▶ EXERCISE PROMPT:
Convert every line of the entries below into a numbered list, omitting any blank lines.

Extracted entries:
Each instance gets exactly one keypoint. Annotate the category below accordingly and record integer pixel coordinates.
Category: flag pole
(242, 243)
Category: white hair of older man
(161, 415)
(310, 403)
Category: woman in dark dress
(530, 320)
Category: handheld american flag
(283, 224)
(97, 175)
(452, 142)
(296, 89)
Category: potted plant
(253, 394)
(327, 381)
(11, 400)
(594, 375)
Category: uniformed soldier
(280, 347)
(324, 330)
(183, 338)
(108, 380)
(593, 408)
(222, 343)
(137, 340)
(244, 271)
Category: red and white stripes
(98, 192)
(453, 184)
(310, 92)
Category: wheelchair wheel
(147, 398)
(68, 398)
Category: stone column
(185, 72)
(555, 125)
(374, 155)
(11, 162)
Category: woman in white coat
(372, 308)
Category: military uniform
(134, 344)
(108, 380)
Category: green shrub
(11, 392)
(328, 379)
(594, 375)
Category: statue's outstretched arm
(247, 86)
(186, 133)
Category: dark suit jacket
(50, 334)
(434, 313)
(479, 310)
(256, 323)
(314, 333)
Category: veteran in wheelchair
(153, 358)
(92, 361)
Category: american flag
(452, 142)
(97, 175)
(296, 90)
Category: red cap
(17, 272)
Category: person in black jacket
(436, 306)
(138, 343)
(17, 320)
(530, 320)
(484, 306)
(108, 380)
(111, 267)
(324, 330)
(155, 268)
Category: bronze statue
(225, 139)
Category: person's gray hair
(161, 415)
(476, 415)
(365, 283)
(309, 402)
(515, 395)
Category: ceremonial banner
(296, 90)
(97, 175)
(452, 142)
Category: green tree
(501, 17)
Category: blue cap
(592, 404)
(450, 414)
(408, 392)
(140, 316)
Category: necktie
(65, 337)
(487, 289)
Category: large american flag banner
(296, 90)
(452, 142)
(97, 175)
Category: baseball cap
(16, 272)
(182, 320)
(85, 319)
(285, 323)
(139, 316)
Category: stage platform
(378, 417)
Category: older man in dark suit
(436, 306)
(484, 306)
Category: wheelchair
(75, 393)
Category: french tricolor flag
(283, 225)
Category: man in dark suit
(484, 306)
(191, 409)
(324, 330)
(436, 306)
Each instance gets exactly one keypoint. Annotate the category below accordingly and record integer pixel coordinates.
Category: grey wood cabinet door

▶ RESULT BELOW:
1. Each instance gets exactly one keypoint. Annotate the category below accordingly and record integer pixel coordinates.
2. Category: flag pole
3. (242, 243)
4. Category: white hair of older man
5. (161, 415)
6. (310, 403)
7. Category: woman in dark dress
8. (530, 320)
9. Category: handheld american flag
10. (283, 224)
11. (97, 175)
12. (452, 142)
13. (296, 89)
14. Category: potted plant
15. (253, 394)
16. (327, 381)
17. (11, 400)
18. (594, 375)
19. Category: uniformed soldier
20. (280, 347)
21. (324, 330)
22. (183, 338)
23. (108, 380)
24. (593, 408)
25. (222, 343)
26. (137, 340)
27. (244, 271)
28. Category: red and white stripes
29. (98, 192)
30. (453, 184)
31. (310, 92)
32. Category: wheelchair wheel
33. (147, 398)
34. (68, 398)
35. Category: stone column
36. (185, 72)
37. (555, 125)
38. (374, 155)
39. (11, 162)
40. Category: woman in white coat
41. (372, 308)
42. Category: military uniform
43. (134, 344)
44. (108, 380)
45. Category: green shrub
46. (11, 392)
47. (328, 379)
48. (594, 375)
49. Category: statue's outstretched arm
50. (247, 86)
51. (186, 133)
52. Category: dark suit jacket
53. (50, 334)
54. (434, 313)
55. (479, 310)
56. (256, 323)
57. (314, 333)
58. Category: veteran in wheelchair
59. (153, 358)
60. (92, 361)
61. Category: american flag
62. (452, 142)
63. (97, 175)
64. (296, 90)
65. Category: red cap
66. (17, 272)
67. Category: person in black jacket
68. (436, 306)
69. (138, 343)
70. (17, 320)
71. (530, 320)
72. (484, 306)
73. (108, 380)
74. (111, 267)
75. (324, 330)
76. (155, 268)
77. Category: bronze statue
78. (225, 139)
79. Category: person's gray hair
80. (161, 415)
81. (476, 415)
82. (365, 283)
83. (309, 402)
84. (515, 395)
85. Category: ceremonial banner
86. (296, 90)
87. (97, 175)
88. (452, 142)
89. Category: green tree
90. (501, 17)
91. Category: blue cap
92. (592, 404)
93. (450, 414)
94. (408, 392)
95. (140, 316)
96. Category: necktie
97. (65, 337)
98. (487, 289)
99. Category: large american flag banner
100. (296, 90)
101. (452, 142)
102. (97, 175)
103. Category: baseball cap
104. (16, 272)
105. (182, 320)
106. (85, 319)
107. (285, 323)
108. (139, 316)
109. Category: stage platform
110. (378, 417)
111. Category: older man in dark suit
112. (436, 306)
113. (484, 306)
114. Category: wheelchair
115. (75, 393)
116. Category: french tricolor flag
117. (283, 225)
118. Category: man in dark suit
119. (484, 306)
120. (191, 409)
121. (324, 330)
122. (436, 306)
123. Each instance gets exactly one keypoint. Annotate the category below accordingly and record integer pixel coordinates.
124. Category: grey wood cabinet door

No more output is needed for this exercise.